::: Extrait choisi
Imbroglio ou écheveau ? L’uranium fait en tout cas scandale sur les terres agricoles de Faléa. Les révélations de l’eurodéputé Eva Joly sont encore troublantes, au moment où le séisme et le tsunami au Japon ont relancé de plus bel la question du nucléaire dans le monde. Selon l’eurodéputé : “Il faut s’intéresser à Faléa”.

La situation se résume à ceci : le groupe canadien Rockgate (dont l’actionnariat est inconnu) fait creuser, depuis quatre ans, le sous-sol en quête d’uranium par deux foreuses ; l’exploitation n’a pas commencé mais c’est une question de jour.

De l’autre côté, les habitants mobilisés contre cette opération minière, se sont regroupés au sein de l’ARACF (Association des Ressortissants et Amis de la Commune de Faléa), et ont mis en 2010 la puce à l’oreille des Verts de France lors de leur université d’été : l’exploitation d’uranium menace l’environnement et les habitants de Faléa. Dans le même temps, Greenpeace et la Criirad (Commission de Recherche et d’Information Indépendantes sur la Radioactivité) venaient de rendre publique une étude sur l’impact environnemental de l’extraction d’uranium par Areva dans une mine du Niger voisin. Les conclusions sont celles-ci : les matières radioactives qui résultent de l’exploitation contaminent les sols, l’eau et l’air.

Et justement : Rockgate a déjà contaminé un des puits de la communauté et les carottes, découpées sur place, dégagent des poussières radioactives. De quoi faire dire à Eva Joly, qui était en voyage au Mali en mars dernier, que “Fukushima l’a rappelé, l’uranium est dangereux dans les réacteurs des centrales. Mais il l’est aussi lors de l’extraction, et même dès les forages”. Il faut dire que l’eurodéputé, pendant son séjour au Mali, est allée sur le terrain et a rencontré les autorités notamment le président de la République, les ministres des mines et de l’environnement.

Volte-face des autorités

Affirmation et démenti du jour au lendemain. Si Eva Joly affirme “… le président (Ndlr : ATT) nous a promis d’arrêter les forages, de ne pas délivrer de permis d’exploiter et de désormais favoriser l’agriculture plutôt que les industries polluantes”. Elle se voit aussitôt démentie par un conseiller d’ATT, qui fait valoir ceci : “Non, il n’y a pas eu de prise de décision de faire arrêter tout de suite les forages. Pour le moment, on assiste à une phase exploratoire dans cette mine. C’est l’exploration qui est en cours, et elle continue”.
::::::
::: Données à examiner
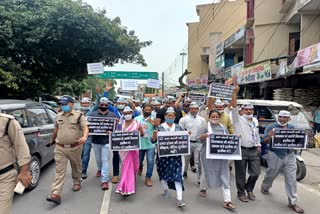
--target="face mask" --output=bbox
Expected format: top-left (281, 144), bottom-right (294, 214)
top-left (99, 106), bottom-right (108, 111)
top-left (243, 114), bottom-right (253, 120)
top-left (143, 112), bottom-right (151, 117)
top-left (210, 119), bottom-right (219, 124)
top-left (61, 105), bottom-right (71, 112)
top-left (166, 118), bottom-right (174, 124)
top-left (124, 114), bottom-right (132, 120)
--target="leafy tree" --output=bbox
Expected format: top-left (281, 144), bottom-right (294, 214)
top-left (0, 0), bottom-right (151, 98)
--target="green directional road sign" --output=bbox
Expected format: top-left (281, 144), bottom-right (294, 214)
top-left (88, 71), bottom-right (158, 80)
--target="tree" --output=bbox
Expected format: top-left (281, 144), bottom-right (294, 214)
top-left (0, 0), bottom-right (151, 98)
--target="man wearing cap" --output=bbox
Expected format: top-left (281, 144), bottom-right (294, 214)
top-left (231, 86), bottom-right (261, 202)
top-left (179, 102), bottom-right (207, 178)
top-left (90, 97), bottom-right (117, 190)
top-left (47, 96), bottom-right (89, 204)
top-left (0, 114), bottom-right (32, 214)
top-left (261, 110), bottom-right (304, 213)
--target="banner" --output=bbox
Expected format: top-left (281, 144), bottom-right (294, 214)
top-left (206, 134), bottom-right (242, 160)
top-left (208, 82), bottom-right (234, 99)
top-left (237, 61), bottom-right (272, 85)
top-left (87, 116), bottom-right (116, 135)
top-left (109, 131), bottom-right (140, 151)
top-left (158, 131), bottom-right (190, 157)
top-left (272, 129), bottom-right (308, 149)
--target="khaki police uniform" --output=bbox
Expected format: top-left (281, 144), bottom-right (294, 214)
top-left (51, 110), bottom-right (88, 195)
top-left (0, 114), bottom-right (30, 214)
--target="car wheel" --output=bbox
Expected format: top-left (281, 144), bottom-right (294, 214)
top-left (28, 156), bottom-right (41, 190)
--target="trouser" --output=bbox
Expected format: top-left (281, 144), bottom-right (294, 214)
top-left (139, 148), bottom-right (155, 178)
top-left (184, 143), bottom-right (202, 176)
top-left (261, 151), bottom-right (297, 205)
top-left (161, 180), bottom-right (182, 201)
top-left (112, 151), bottom-right (120, 176)
top-left (0, 169), bottom-right (18, 214)
top-left (234, 148), bottom-right (261, 197)
top-left (51, 145), bottom-right (82, 195)
top-left (82, 136), bottom-right (92, 174)
top-left (92, 144), bottom-right (110, 183)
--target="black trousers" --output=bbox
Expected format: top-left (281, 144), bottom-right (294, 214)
top-left (234, 148), bottom-right (261, 197)
top-left (112, 151), bottom-right (120, 176)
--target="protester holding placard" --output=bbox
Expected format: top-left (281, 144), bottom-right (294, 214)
top-left (261, 110), bottom-right (304, 213)
top-left (152, 107), bottom-right (186, 207)
top-left (135, 104), bottom-right (155, 187)
top-left (116, 106), bottom-right (144, 195)
top-left (231, 86), bottom-right (261, 202)
top-left (90, 97), bottom-right (116, 190)
top-left (199, 110), bottom-right (236, 209)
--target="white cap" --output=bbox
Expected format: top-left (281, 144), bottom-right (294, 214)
top-left (81, 97), bottom-right (91, 103)
top-left (123, 106), bottom-right (132, 112)
top-left (279, 110), bottom-right (291, 117)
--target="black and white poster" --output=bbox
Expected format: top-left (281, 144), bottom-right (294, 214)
top-left (158, 131), bottom-right (190, 157)
top-left (208, 82), bottom-right (234, 99)
top-left (206, 134), bottom-right (242, 160)
top-left (109, 131), bottom-right (140, 151)
top-left (87, 116), bottom-right (116, 135)
top-left (272, 129), bottom-right (308, 149)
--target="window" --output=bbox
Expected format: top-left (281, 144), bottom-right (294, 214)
top-left (26, 108), bottom-right (50, 126)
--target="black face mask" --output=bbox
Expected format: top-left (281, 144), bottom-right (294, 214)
top-left (143, 112), bottom-right (151, 117)
top-left (99, 106), bottom-right (108, 111)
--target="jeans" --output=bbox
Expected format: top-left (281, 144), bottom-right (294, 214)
top-left (92, 144), bottom-right (110, 183)
top-left (82, 136), bottom-right (92, 174)
top-left (139, 148), bottom-right (155, 178)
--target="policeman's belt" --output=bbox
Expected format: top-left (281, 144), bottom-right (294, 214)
top-left (0, 164), bottom-right (14, 175)
top-left (57, 143), bottom-right (81, 149)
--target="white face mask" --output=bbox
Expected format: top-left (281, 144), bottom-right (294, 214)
top-left (243, 114), bottom-right (253, 120)
top-left (124, 114), bottom-right (132, 120)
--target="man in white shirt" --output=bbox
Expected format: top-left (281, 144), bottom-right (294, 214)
top-left (231, 86), bottom-right (261, 202)
top-left (179, 102), bottom-right (206, 181)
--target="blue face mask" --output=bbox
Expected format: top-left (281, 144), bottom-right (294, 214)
top-left (61, 105), bottom-right (71, 112)
top-left (166, 118), bottom-right (174, 123)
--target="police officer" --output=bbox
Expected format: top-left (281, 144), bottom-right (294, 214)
top-left (0, 114), bottom-right (32, 214)
top-left (47, 96), bottom-right (89, 204)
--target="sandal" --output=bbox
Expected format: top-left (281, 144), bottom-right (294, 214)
top-left (199, 189), bottom-right (207, 197)
top-left (288, 204), bottom-right (304, 213)
top-left (223, 201), bottom-right (236, 210)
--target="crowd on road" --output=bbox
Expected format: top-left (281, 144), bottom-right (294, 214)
top-left (0, 85), bottom-right (304, 214)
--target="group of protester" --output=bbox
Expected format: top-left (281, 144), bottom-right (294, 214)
top-left (47, 84), bottom-right (304, 213)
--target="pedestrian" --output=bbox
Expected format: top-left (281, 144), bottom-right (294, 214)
top-left (179, 102), bottom-right (206, 179)
top-left (90, 97), bottom-right (117, 190)
top-left (116, 106), bottom-right (144, 195)
top-left (199, 110), bottom-right (236, 210)
top-left (231, 86), bottom-right (261, 202)
top-left (135, 104), bottom-right (155, 187)
top-left (261, 110), bottom-right (304, 213)
top-left (47, 95), bottom-right (89, 204)
top-left (152, 107), bottom-right (186, 207)
top-left (0, 114), bottom-right (32, 214)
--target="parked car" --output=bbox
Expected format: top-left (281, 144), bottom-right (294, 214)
top-left (0, 99), bottom-right (57, 190)
top-left (238, 99), bottom-right (313, 181)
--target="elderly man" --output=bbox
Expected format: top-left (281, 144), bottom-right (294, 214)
top-left (261, 111), bottom-right (304, 213)
top-left (231, 86), bottom-right (261, 202)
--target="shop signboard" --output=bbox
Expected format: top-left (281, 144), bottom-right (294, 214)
top-left (237, 61), bottom-right (272, 85)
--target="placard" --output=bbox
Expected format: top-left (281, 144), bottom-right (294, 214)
top-left (147, 79), bottom-right (160, 89)
top-left (272, 129), bottom-right (308, 149)
top-left (109, 131), bottom-right (140, 151)
top-left (158, 131), bottom-right (190, 157)
top-left (87, 116), bottom-right (116, 135)
top-left (208, 83), bottom-right (234, 99)
top-left (206, 134), bottom-right (242, 160)
top-left (87, 62), bottom-right (104, 74)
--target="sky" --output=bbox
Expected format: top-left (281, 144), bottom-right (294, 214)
top-left (84, 0), bottom-right (213, 86)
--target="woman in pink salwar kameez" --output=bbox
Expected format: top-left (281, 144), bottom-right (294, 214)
top-left (116, 106), bottom-right (144, 195)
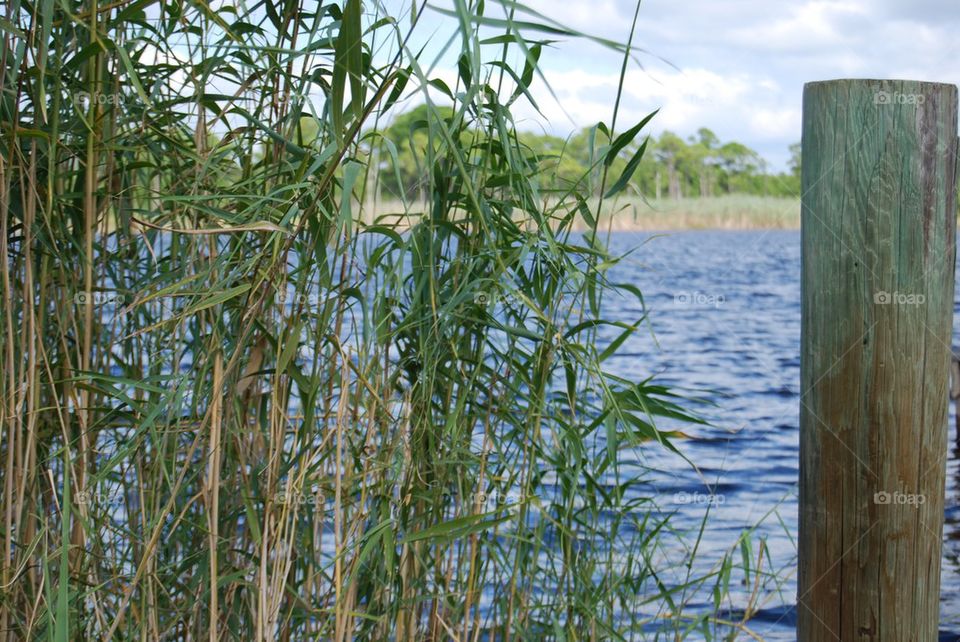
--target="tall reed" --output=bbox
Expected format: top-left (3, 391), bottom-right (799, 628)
top-left (0, 0), bottom-right (768, 641)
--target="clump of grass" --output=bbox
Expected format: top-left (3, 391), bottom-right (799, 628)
top-left (0, 0), bottom-right (780, 640)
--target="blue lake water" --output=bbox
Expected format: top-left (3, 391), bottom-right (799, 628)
top-left (601, 231), bottom-right (960, 640)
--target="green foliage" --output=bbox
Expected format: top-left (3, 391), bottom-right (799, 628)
top-left (0, 0), bottom-right (780, 640)
top-left (379, 105), bottom-right (800, 200)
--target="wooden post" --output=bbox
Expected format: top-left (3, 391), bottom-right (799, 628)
top-left (797, 80), bottom-right (957, 642)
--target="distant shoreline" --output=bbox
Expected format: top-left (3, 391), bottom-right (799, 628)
top-left (576, 194), bottom-right (800, 231)
top-left (364, 194), bottom-right (800, 232)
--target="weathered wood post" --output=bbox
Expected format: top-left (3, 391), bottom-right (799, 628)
top-left (797, 80), bottom-right (957, 642)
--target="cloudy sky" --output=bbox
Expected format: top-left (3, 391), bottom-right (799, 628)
top-left (394, 0), bottom-right (960, 169)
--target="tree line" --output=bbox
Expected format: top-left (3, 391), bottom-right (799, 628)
top-left (374, 105), bottom-right (800, 200)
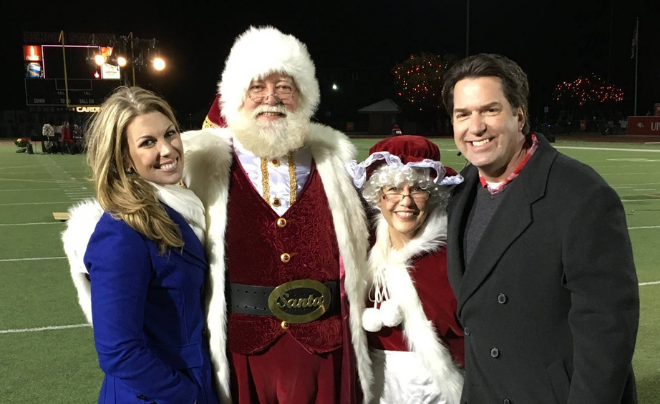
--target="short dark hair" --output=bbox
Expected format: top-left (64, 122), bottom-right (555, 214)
top-left (442, 53), bottom-right (529, 134)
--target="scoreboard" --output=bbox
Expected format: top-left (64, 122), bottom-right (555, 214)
top-left (25, 78), bottom-right (120, 107)
top-left (23, 44), bottom-right (121, 107)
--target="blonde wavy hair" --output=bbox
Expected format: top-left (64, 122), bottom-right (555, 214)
top-left (86, 87), bottom-right (183, 254)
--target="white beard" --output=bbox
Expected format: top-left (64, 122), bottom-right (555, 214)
top-left (229, 105), bottom-right (310, 159)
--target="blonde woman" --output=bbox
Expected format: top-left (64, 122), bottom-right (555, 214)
top-left (63, 87), bottom-right (218, 404)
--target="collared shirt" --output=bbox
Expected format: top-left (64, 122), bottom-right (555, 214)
top-left (233, 138), bottom-right (312, 216)
top-left (479, 134), bottom-right (539, 195)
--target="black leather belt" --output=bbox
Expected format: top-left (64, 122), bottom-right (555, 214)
top-left (227, 279), bottom-right (340, 323)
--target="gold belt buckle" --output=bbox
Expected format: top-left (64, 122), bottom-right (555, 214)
top-left (268, 279), bottom-right (331, 324)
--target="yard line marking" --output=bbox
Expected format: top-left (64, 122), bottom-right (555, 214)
top-left (0, 201), bottom-right (71, 206)
top-left (612, 182), bottom-right (660, 188)
top-left (0, 188), bottom-right (62, 192)
top-left (0, 257), bottom-right (66, 262)
top-left (0, 324), bottom-right (92, 334)
top-left (0, 164), bottom-right (41, 170)
top-left (0, 222), bottom-right (64, 226)
top-left (555, 146), bottom-right (660, 153)
top-left (0, 178), bottom-right (66, 184)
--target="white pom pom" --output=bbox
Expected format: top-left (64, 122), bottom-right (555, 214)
top-left (362, 307), bottom-right (383, 332)
top-left (380, 299), bottom-right (403, 327)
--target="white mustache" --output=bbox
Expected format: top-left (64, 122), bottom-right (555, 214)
top-left (252, 105), bottom-right (286, 118)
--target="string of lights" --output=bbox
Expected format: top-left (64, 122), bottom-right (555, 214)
top-left (553, 74), bottom-right (623, 106)
top-left (392, 53), bottom-right (453, 111)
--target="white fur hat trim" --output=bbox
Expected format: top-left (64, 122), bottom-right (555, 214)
top-left (218, 27), bottom-right (321, 126)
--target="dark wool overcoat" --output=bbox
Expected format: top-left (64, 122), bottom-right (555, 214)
top-left (447, 136), bottom-right (639, 404)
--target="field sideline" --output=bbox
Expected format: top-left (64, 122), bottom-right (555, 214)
top-left (0, 138), bottom-right (660, 404)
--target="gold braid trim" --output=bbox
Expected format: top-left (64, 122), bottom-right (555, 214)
top-left (261, 153), bottom-right (298, 205)
top-left (289, 152), bottom-right (298, 205)
top-left (261, 157), bottom-right (270, 204)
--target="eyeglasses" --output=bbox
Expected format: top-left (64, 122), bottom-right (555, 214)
top-left (383, 189), bottom-right (430, 203)
top-left (248, 85), bottom-right (296, 104)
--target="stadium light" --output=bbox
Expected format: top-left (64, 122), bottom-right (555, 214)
top-left (94, 54), bottom-right (105, 66)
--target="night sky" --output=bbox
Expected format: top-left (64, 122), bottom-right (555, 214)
top-left (0, 0), bottom-right (660, 124)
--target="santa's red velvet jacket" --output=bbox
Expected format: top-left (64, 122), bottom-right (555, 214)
top-left (182, 123), bottom-right (371, 401)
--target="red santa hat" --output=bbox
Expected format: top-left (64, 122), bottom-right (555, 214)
top-left (218, 27), bottom-right (321, 125)
top-left (347, 135), bottom-right (463, 188)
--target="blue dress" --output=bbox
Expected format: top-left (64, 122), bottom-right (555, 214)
top-left (84, 205), bottom-right (218, 404)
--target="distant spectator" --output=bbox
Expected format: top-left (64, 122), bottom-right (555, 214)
top-left (41, 123), bottom-right (55, 153)
top-left (60, 121), bottom-right (73, 154)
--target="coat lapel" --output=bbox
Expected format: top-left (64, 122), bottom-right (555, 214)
top-left (448, 135), bottom-right (557, 316)
top-left (165, 205), bottom-right (206, 271)
top-left (447, 166), bottom-right (479, 296)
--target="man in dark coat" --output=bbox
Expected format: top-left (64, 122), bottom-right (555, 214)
top-left (443, 54), bottom-right (639, 404)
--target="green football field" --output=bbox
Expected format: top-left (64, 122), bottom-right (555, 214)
top-left (0, 139), bottom-right (660, 404)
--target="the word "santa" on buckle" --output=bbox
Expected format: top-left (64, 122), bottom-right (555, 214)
top-left (268, 279), bottom-right (331, 324)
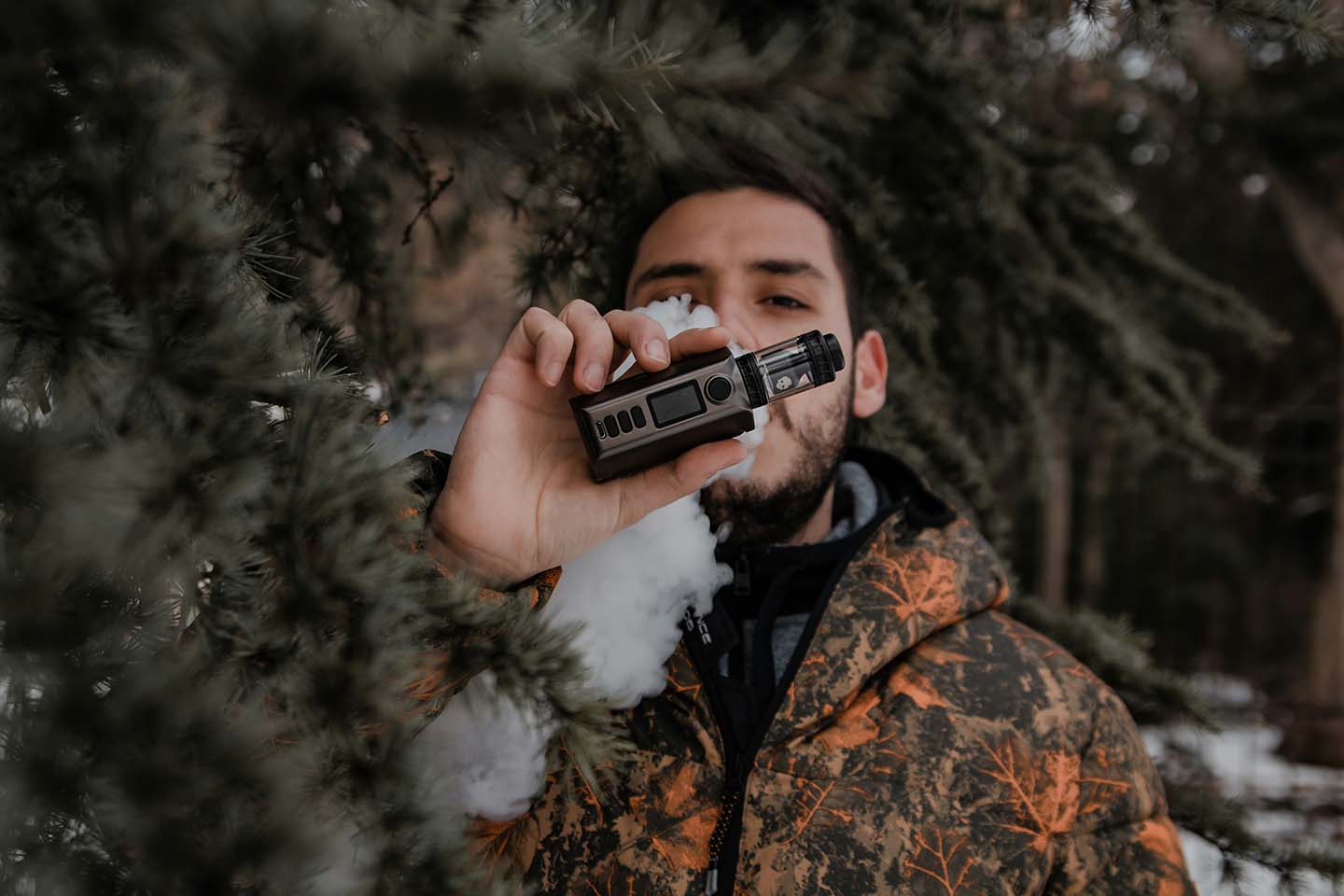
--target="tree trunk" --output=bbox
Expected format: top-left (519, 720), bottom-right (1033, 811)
top-left (1078, 422), bottom-right (1115, 608)
top-left (1271, 175), bottom-right (1344, 765)
top-left (1036, 415), bottom-right (1074, 608)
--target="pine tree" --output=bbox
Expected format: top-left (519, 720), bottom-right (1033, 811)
top-left (0, 0), bottom-right (1329, 892)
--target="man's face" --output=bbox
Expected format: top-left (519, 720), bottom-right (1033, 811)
top-left (625, 188), bottom-right (855, 544)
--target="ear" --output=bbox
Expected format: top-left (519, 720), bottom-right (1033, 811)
top-left (851, 329), bottom-right (887, 418)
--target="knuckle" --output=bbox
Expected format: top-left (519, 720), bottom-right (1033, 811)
top-left (519, 305), bottom-right (551, 325)
top-left (560, 299), bottom-right (601, 322)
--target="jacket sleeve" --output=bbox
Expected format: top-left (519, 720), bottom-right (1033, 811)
top-left (1045, 685), bottom-right (1197, 896)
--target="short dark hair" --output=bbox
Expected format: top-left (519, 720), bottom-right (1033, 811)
top-left (610, 144), bottom-right (867, 340)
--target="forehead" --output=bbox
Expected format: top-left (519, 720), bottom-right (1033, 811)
top-left (630, 187), bottom-right (840, 294)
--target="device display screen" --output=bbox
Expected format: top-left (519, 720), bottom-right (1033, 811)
top-left (650, 380), bottom-right (705, 428)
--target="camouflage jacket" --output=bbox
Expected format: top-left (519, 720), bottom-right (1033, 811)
top-left (408, 455), bottom-right (1195, 896)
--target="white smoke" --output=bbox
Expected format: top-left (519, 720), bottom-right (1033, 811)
top-left (392, 296), bottom-right (769, 870)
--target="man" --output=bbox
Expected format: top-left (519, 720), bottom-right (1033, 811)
top-left (413, 150), bottom-right (1194, 896)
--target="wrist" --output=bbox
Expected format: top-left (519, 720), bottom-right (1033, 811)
top-left (425, 519), bottom-right (523, 591)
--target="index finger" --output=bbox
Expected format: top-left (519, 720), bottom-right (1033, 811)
top-left (611, 327), bottom-right (733, 380)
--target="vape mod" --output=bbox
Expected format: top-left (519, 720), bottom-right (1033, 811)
top-left (570, 330), bottom-right (844, 483)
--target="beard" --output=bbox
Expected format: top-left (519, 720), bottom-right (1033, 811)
top-left (700, 373), bottom-right (853, 545)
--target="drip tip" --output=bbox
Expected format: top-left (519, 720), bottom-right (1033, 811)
top-left (825, 333), bottom-right (844, 373)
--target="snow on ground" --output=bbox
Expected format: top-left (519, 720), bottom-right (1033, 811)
top-left (1143, 676), bottom-right (1344, 896)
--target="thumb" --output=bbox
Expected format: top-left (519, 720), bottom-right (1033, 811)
top-left (617, 440), bottom-right (748, 529)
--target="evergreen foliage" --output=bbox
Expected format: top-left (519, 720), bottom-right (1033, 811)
top-left (0, 0), bottom-right (1333, 893)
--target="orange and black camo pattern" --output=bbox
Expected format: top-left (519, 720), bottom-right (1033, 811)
top-left (400, 456), bottom-right (1195, 896)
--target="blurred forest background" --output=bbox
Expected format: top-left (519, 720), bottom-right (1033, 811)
top-left (7, 0), bottom-right (1344, 892)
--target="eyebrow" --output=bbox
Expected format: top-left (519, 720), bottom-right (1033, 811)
::::::
» **Exercice**: Réécrivez l'extrait sur l'uranium à Faléa, du passage qui commence par « Imbroglio ou écheveau » jusqu'à « question de jour. » inclus, en remplaçant « deux foreuses » par « plusieurs foreuses ».

» **Réponse**:
Imbroglio ou écheveau ? L’uranium fait en tout cas scandale sur les terres agricoles de Faléa. Les révélations de l’eurodéputé Eva Joly sont encore troublantes, au moment où le séisme et le tsunami au Japon ont relancé de plus bel la question du nucléaire dans le monde. Selon l’eurodéputé : “Il faut s’intéresser à Faléa”.

La situation se résume à ceci : le groupe canadien Rockgate (dont l’actionnariat est inconnu) fait creuser, depuis quatre ans, le sous-sol en quête d’uranium par plusieurs foreuses ; l’exploitation n’a pas commencé mais c’est une question de jour.